▸ **TRECHO DO DOCUMENTO**:
________________

Agatha e as Leituras Ilimitadas




(Texto publicado originalmente em dezembro de 2010)

Corresponsável por um dos filmes mais importantes da história do cinema (Hiroshima, Meu Amor, de Alain Resnais [1959]), do qual foi roteirista, a escritora vietnamita Marguerite Duras ganha em São Paulo uma mostra dedicada a seu trabalho como cineasta.

Em exibição no Cinesesc, Marguerite Duras: Escrever Imagens reúne filmes que Duras realizou, a partir de 1966, entremeando a carreira principal de escritora com a de diretora. São obras de aproximação com a literatura, que buscam na imagem e na forma ecos e consonâncias com as palavras.

Em Agatha ou as Leituras Ilimitadas há como que uma busca pela desvirtuação do cinema enquanto linguagem imagética do movimento.

________________

▸ **MATERIAL FORNECIDO**:
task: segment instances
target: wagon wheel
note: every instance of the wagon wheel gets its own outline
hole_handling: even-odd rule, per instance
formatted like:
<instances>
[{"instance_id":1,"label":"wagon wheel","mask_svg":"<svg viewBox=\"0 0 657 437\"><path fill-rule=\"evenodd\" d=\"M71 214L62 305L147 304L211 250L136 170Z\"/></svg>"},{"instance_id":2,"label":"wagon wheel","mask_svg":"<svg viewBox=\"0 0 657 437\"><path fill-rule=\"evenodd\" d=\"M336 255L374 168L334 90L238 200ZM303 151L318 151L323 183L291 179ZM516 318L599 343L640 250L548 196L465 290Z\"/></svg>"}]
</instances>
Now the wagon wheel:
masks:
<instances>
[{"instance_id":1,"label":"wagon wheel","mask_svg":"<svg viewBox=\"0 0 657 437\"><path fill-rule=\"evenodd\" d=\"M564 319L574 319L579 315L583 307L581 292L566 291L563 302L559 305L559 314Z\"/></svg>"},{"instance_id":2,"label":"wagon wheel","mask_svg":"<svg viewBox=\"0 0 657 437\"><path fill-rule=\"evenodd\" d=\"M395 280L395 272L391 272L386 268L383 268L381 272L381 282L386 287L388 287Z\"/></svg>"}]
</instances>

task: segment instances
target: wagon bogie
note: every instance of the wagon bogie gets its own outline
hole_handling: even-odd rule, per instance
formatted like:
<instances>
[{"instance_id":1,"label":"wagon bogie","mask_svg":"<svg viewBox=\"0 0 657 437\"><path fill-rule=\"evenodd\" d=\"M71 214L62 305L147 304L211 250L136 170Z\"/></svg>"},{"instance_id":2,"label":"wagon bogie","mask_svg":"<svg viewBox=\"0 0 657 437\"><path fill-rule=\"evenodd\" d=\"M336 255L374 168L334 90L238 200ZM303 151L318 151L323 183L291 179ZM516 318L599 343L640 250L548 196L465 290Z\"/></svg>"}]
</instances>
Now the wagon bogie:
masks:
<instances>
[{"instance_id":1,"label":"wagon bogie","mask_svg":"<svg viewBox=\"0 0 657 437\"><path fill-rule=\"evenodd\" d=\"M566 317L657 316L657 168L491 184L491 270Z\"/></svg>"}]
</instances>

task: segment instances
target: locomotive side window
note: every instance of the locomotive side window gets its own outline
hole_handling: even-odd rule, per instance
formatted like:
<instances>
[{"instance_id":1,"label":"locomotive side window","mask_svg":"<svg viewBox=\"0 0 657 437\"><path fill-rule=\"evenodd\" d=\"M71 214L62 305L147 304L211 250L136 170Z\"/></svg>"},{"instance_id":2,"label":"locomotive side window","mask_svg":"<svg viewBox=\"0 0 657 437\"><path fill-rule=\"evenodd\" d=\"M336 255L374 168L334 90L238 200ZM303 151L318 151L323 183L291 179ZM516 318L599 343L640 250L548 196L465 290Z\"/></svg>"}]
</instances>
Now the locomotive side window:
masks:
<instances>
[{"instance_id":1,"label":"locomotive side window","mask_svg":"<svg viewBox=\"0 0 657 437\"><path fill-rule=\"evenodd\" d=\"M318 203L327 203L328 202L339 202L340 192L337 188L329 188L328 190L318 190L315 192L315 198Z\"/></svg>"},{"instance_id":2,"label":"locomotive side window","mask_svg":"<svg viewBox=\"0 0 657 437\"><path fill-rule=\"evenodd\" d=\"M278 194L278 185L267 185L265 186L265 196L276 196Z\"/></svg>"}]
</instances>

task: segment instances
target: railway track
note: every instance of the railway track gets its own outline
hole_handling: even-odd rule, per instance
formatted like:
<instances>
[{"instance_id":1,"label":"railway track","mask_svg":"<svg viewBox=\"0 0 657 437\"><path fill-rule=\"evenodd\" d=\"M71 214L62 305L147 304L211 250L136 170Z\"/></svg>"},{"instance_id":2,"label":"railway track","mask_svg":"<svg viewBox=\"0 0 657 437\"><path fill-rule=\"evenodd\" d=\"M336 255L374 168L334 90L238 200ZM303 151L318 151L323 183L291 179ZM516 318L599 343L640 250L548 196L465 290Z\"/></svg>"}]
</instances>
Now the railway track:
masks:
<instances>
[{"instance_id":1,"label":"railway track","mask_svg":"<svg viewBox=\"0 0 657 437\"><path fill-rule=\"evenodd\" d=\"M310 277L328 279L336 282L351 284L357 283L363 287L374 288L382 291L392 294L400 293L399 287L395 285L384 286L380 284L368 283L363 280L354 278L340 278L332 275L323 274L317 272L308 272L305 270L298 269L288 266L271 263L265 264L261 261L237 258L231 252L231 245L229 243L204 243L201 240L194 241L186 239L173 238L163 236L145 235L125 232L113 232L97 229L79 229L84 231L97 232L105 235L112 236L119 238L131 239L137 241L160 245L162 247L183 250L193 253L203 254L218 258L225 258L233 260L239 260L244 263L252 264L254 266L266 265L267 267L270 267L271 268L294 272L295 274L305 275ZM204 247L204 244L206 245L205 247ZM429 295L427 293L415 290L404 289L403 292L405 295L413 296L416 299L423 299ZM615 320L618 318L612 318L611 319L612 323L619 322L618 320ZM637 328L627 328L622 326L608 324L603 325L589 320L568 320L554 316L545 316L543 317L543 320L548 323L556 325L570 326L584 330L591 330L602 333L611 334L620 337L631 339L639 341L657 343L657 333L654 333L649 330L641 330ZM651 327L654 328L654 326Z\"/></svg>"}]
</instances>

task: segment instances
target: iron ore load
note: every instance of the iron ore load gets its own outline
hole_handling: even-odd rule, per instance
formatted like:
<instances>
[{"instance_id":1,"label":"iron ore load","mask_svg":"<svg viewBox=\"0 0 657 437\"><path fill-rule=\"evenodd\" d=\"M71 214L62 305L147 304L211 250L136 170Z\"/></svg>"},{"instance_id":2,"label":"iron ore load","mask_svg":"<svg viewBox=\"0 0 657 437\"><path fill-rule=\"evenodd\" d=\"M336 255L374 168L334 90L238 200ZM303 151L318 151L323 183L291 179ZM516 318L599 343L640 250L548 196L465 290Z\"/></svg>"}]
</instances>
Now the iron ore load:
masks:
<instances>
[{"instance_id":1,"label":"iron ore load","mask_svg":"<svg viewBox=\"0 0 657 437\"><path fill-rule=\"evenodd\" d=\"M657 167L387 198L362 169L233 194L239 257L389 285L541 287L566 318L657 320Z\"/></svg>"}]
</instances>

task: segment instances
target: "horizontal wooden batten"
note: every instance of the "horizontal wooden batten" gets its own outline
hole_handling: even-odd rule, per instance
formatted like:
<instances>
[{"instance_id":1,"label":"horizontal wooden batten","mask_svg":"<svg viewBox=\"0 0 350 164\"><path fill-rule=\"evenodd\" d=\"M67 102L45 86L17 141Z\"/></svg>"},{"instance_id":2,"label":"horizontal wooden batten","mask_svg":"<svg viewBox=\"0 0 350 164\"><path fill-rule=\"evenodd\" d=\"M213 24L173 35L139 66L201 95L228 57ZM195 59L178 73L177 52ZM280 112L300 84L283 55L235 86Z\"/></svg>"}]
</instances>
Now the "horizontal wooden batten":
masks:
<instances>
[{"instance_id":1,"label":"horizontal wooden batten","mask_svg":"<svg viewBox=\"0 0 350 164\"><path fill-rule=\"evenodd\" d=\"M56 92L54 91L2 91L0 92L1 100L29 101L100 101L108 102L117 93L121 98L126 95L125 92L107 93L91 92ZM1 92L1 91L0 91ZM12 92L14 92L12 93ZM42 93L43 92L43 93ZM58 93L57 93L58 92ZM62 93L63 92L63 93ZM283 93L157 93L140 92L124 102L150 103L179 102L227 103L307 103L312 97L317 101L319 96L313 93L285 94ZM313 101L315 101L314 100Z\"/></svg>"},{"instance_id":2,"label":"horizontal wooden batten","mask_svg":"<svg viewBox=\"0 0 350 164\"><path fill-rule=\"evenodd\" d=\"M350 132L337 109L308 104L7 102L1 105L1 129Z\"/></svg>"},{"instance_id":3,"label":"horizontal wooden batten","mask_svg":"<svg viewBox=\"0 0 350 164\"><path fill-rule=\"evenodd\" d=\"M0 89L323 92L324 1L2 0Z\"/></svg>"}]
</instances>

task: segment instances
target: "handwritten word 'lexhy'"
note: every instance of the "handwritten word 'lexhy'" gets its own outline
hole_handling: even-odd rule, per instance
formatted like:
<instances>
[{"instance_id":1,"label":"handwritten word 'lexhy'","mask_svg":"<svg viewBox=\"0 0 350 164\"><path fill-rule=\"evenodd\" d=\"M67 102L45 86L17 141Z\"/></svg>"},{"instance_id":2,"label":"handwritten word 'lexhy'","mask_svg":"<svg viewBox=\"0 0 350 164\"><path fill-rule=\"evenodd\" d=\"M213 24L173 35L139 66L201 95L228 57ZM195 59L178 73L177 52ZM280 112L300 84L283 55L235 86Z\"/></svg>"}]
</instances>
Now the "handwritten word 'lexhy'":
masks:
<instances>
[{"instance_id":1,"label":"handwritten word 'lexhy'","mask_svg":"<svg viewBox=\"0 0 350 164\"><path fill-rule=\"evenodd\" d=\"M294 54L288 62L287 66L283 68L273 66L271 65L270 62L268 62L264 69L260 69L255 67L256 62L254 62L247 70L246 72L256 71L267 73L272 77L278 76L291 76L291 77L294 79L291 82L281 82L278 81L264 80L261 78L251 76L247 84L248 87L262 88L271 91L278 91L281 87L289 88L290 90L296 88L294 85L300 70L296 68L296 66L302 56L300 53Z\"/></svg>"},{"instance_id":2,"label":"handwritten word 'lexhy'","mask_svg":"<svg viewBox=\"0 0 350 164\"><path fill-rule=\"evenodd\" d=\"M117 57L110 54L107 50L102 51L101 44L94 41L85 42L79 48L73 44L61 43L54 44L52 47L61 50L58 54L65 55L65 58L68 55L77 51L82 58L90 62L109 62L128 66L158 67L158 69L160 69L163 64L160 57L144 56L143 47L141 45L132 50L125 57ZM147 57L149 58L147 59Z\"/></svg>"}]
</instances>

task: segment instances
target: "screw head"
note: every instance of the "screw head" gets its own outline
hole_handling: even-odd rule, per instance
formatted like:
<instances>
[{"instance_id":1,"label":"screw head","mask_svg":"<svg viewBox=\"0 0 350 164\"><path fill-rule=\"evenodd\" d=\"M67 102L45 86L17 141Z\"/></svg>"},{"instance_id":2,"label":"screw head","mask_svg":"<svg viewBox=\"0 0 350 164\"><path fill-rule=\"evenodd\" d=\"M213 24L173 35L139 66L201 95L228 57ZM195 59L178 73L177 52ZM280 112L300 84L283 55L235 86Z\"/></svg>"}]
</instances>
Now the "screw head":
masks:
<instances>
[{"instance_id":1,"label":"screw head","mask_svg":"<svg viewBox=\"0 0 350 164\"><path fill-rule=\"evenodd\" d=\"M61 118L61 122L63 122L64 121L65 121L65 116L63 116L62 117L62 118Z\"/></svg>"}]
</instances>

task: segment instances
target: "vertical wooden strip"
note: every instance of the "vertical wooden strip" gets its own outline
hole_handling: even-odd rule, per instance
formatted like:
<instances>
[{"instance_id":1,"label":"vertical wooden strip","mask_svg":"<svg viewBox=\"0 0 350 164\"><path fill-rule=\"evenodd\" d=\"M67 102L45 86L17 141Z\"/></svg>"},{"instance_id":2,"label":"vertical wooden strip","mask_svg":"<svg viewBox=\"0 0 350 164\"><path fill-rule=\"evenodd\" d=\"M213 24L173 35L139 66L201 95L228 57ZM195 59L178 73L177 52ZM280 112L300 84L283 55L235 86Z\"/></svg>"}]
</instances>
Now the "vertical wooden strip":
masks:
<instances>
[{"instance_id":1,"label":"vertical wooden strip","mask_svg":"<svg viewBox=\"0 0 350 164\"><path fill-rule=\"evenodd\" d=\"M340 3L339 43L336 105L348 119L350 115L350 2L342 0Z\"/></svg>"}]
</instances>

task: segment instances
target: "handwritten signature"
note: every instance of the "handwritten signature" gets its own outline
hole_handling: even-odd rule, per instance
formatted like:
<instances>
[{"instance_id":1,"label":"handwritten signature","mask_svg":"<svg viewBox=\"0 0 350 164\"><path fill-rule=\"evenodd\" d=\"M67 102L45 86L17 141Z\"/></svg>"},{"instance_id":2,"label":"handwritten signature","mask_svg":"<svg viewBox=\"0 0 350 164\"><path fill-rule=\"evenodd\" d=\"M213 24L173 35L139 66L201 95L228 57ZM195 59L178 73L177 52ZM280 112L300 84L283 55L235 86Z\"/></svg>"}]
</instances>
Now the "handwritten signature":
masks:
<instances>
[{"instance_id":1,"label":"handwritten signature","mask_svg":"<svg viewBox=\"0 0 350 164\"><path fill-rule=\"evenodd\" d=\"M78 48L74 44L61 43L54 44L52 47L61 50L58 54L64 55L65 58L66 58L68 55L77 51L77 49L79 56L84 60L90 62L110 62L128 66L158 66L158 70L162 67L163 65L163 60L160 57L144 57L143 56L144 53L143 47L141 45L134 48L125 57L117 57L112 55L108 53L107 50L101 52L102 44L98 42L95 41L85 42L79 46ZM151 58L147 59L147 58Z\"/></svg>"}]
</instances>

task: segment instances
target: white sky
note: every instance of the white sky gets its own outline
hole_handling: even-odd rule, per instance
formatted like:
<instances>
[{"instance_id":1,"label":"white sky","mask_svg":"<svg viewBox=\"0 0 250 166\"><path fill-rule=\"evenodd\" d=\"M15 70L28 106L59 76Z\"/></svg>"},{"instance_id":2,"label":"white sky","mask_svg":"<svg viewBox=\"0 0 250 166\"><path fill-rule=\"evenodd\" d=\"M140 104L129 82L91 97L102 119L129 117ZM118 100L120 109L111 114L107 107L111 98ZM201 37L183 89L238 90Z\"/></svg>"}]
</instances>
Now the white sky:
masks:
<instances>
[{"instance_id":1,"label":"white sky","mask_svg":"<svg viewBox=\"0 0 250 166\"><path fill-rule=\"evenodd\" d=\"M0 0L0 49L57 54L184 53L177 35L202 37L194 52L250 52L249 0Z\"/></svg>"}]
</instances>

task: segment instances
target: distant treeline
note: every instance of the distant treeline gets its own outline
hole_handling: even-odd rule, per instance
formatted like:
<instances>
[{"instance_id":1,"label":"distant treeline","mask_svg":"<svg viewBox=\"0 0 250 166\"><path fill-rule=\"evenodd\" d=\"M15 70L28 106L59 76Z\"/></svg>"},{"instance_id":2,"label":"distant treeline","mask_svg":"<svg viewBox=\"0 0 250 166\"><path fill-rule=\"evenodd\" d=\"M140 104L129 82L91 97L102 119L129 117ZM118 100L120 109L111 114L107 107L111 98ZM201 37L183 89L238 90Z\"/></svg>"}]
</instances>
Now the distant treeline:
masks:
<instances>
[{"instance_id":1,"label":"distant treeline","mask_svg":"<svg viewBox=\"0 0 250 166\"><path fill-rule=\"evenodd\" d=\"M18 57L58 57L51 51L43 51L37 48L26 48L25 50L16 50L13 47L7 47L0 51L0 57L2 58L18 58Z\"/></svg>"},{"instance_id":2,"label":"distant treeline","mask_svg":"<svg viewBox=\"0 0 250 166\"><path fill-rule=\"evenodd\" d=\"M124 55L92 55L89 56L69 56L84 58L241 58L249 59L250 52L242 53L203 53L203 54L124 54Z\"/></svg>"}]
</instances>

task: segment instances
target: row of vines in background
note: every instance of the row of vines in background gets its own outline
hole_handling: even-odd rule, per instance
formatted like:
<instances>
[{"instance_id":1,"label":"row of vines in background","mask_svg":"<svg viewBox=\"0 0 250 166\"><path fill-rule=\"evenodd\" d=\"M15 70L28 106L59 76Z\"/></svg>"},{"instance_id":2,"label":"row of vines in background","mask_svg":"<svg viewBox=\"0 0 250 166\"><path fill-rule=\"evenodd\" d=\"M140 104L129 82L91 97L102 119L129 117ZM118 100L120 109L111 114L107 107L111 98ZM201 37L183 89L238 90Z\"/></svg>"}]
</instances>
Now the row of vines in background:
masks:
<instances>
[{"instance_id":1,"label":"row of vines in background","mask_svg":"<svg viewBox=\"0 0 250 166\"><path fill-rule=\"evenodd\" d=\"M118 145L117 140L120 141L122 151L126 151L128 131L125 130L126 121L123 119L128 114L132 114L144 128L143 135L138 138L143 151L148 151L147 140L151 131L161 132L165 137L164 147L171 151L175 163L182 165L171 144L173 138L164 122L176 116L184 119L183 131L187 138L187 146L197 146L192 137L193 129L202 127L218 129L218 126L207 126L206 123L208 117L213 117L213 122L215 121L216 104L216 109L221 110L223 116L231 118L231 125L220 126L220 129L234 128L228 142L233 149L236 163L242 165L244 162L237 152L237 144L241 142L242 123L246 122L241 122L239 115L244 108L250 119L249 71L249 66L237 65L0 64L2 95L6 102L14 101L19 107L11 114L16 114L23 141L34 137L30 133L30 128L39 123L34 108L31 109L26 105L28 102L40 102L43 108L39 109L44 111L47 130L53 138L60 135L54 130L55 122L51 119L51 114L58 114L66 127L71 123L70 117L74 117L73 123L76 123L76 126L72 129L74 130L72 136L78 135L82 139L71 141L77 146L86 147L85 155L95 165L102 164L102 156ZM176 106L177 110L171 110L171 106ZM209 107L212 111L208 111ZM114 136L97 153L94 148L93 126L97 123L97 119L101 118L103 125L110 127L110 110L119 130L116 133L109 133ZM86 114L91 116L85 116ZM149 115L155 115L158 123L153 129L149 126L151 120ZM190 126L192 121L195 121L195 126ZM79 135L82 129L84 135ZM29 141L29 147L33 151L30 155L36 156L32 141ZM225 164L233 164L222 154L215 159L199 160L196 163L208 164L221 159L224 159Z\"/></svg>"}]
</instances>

________________

▸ **ENUNCIADO**: Reescreva de forma mais breve o parágrafo do texto sobre a mostra de Marguerite Duras que começa com "Em exibição no Cinesesc", preservando seus fatos principais. Os registros não são necessários para esta tarefa.

▸ **RESPOSTA ESCRITA**: A mostra Marguerite Duras: Escrever Imagens, em exibição no Cinesesc, reúne os filmes que Duras dirigiu a partir de 1966, paralelamente à carreira de escritora. São obras próximas da literatura, que buscam na imagem e na forma ecos das palavras.